### TAREFA 1
Você pode redigitar, sem nenhuma alteração, o trecho do texto sobre o sacramento da confissão que vai de "Caros irmãos! Certamente" a "o Espírito Santo."?

### TEXTO FORNECIDO
++++++++

"As obras de Suas mãos são verdade e justiça; Imutáveis os Seus preceitos; Irrevogáveis pelos séculos eternos; Instituídos com justiça e eqüidade." - Salmo 110, 7-8

quarta-feira, 1 de setembro de 2010

Uma tragédia para a Igreja: o sacramento da confissão esquecido

Conferência do cardeal Joachim Meisner

Caros irmãos! Certamente não pretendo expor-lhes mais uma vez a teologia da penitência e da missão. Gostaria, em vez disso, juntamente com vocês, de me deixar guiar à conversão pelo próprio Evangelho, para que depois, enviados pelo Espírito Santo, possamos levar aos homens o anúncio de Cristo.
Neste caminho, gostaria de me deter agora com vocês sobre 15 pontos de reflexão.

1 Devemos voltar a ser uma “Igreja que vá ao encontro dos homens” (Geh-hin-Kirche), como gostava de dizer o cardeal Joseph Höffner, meu predecessor como arcebispo de Colônia. Isso, porém, não pode acontecer por vontade nossa. A isso deve-nos mover o Espírito Santo.

++++++++

Dados armazenados

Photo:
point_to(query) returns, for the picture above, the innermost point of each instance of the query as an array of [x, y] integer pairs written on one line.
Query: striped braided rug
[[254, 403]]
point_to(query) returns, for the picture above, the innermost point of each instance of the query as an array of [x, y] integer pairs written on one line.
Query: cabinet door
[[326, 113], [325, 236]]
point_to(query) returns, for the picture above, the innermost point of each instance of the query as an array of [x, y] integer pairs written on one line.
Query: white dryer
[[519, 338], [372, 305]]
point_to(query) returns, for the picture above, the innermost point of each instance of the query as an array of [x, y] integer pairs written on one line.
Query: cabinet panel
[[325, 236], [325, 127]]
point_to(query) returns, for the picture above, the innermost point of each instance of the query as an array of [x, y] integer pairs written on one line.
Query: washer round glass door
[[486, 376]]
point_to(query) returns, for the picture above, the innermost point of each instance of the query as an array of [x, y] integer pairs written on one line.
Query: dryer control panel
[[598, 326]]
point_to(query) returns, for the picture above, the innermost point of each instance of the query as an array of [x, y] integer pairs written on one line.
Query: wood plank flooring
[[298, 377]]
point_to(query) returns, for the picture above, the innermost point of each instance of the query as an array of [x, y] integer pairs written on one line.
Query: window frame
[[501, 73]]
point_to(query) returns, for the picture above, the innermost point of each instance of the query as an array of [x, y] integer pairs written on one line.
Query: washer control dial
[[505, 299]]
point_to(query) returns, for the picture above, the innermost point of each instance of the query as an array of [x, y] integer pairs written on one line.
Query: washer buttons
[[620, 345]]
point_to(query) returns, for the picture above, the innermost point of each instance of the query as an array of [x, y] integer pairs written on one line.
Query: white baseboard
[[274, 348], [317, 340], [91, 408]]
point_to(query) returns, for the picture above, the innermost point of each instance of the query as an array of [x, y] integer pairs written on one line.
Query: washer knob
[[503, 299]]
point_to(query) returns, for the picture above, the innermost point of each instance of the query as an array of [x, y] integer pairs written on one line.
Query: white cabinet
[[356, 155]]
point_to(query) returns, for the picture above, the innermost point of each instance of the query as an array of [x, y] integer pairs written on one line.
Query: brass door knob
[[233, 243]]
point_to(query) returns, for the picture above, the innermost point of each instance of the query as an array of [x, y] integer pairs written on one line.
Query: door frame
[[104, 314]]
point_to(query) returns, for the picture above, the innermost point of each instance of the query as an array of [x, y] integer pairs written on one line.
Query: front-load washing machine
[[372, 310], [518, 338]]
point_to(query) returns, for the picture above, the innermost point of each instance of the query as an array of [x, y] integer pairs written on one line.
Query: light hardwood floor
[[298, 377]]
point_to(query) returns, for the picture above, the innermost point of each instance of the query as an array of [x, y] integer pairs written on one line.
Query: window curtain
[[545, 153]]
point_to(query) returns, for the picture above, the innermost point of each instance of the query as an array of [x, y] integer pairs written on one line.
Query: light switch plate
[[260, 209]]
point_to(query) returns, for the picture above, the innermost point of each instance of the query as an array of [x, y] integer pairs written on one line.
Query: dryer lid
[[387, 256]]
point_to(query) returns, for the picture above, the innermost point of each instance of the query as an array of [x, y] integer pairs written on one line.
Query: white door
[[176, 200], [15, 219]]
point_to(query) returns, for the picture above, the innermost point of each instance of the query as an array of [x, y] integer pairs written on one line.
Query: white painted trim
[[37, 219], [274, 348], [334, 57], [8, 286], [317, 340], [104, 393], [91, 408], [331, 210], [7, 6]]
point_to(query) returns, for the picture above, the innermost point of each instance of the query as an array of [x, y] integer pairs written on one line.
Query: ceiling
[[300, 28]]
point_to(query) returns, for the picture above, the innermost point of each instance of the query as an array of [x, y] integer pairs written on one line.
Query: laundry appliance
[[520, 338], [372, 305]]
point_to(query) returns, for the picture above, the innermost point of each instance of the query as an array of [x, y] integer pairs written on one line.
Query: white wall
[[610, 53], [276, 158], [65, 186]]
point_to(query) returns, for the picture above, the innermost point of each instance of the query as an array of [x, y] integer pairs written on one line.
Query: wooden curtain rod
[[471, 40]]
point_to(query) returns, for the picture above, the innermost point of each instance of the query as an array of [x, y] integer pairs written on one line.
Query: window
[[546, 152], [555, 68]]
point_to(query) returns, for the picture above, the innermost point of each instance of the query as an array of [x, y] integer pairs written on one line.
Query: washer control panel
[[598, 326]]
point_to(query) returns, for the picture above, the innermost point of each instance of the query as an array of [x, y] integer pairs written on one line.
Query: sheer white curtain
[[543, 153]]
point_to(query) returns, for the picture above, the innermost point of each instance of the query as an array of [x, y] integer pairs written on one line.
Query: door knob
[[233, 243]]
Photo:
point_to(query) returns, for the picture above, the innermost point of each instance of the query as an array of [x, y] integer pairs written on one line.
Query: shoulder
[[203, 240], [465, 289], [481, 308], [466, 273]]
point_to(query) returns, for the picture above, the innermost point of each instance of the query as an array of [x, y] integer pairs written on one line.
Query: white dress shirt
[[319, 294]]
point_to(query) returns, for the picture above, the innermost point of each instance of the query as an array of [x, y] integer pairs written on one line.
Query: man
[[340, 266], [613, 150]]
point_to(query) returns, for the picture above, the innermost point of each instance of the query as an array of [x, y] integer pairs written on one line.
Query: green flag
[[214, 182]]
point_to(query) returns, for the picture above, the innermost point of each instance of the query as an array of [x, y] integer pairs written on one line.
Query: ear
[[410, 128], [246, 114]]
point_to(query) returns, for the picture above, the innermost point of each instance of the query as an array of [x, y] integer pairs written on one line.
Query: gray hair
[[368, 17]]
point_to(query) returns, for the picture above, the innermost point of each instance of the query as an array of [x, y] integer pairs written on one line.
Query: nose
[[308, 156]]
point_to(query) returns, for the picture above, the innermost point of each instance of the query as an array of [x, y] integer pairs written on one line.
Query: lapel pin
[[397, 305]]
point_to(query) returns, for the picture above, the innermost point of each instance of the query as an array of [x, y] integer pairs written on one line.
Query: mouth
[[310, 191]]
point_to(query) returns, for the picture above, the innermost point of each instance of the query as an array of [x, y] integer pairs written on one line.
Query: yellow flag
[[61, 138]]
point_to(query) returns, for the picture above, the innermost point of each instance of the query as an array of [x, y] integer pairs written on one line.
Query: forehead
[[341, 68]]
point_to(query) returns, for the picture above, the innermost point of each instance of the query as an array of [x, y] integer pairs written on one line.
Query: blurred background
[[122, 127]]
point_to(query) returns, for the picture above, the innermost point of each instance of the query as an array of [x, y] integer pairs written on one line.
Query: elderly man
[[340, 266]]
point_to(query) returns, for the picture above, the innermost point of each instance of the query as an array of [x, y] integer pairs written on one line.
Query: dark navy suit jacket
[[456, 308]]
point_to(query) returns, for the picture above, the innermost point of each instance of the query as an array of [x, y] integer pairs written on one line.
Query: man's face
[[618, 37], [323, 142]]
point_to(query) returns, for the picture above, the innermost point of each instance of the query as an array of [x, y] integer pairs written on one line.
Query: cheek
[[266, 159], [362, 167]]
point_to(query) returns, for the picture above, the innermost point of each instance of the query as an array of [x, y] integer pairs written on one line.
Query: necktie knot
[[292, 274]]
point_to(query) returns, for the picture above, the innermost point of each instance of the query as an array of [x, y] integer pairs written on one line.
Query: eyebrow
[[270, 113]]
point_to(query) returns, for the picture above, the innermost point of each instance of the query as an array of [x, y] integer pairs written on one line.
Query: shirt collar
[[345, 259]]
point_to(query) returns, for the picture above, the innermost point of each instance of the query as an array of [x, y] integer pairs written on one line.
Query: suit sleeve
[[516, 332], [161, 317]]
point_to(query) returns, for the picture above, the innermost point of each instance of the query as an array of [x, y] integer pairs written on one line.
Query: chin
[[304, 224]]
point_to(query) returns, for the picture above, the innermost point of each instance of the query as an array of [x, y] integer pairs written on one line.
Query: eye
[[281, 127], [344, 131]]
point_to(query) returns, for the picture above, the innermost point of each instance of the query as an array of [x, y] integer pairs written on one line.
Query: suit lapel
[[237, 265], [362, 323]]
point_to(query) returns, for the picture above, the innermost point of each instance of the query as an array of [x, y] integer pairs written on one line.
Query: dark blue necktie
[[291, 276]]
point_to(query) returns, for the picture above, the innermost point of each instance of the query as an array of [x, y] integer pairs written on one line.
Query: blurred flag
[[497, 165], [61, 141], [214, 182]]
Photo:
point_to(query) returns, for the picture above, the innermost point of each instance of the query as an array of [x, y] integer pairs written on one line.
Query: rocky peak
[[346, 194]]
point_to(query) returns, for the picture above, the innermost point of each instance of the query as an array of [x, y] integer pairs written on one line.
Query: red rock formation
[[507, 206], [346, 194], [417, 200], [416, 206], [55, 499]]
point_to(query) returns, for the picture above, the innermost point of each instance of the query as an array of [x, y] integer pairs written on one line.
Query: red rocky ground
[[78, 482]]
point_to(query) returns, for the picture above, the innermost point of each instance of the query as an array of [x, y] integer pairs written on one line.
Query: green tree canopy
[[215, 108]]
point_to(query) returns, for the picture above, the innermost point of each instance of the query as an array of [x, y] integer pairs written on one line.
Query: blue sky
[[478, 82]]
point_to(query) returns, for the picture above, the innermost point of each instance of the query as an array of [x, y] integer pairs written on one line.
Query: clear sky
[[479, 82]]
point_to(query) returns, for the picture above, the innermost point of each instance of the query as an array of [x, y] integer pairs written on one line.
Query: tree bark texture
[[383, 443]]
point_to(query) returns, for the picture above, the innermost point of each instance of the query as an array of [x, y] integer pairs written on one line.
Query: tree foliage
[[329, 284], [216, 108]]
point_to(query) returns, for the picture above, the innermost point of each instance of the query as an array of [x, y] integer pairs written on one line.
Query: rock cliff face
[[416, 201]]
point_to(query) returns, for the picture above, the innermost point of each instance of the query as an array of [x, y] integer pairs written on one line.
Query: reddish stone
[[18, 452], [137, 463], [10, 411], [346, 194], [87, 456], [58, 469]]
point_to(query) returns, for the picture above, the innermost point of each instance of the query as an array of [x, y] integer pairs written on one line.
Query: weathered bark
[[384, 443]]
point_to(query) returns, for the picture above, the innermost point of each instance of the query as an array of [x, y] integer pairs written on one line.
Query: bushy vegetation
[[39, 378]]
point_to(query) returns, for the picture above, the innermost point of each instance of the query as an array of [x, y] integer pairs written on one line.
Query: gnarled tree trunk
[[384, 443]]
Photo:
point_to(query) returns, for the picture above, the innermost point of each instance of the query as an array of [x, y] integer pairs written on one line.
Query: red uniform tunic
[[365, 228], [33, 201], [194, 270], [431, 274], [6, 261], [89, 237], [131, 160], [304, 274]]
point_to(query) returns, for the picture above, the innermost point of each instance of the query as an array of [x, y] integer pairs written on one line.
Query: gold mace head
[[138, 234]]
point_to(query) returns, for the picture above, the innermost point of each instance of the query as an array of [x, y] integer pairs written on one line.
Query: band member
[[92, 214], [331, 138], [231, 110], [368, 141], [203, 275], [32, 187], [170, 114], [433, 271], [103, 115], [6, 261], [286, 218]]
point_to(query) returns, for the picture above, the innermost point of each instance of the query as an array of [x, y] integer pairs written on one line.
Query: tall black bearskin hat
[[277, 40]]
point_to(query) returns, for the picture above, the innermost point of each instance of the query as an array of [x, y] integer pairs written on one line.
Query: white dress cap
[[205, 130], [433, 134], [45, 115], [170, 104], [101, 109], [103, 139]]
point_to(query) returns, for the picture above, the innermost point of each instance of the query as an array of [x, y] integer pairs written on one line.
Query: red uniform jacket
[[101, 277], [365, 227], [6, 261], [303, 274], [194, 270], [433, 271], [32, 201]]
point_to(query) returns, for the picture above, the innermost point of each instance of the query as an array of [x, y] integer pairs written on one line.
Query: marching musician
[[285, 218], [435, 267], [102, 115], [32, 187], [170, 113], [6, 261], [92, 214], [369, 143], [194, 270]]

++++++++

### TAREFA 2
Quantas linhas das entradas acima contêm a palavra "knob"? Responda somente com o número.

### RESULTADO DO EXERCÍCIO 1
Caros irmãos! Certamente não pretendo expor-lhes mais uma vez a teologia da penitência e da missão. Gostaria, em vez disso, juntamente com vocês, de me deixar guiar à conversão pelo próprio Evangelho, para que depois, enviados pelo Espírito Santo, possamos levar aos homens o anúncio de Cristo.
Neste caminho, gostaria de me deter agora com vocês sobre 15 pontos de reflexão.

1 Devemos voltar a ser uma “Igreja que vá ao encontro dos homens” (Geh-hin-Kirche), como gostava de dizer o cardeal Joseph Höffner, meu predecessor como arcebispo de Colônia. Isso, porém, não pode acontecer por vontade nossa. A isso deve-nos mover o Espírito Santo.

### RESULTADO DO EXERCÍCIO 2
3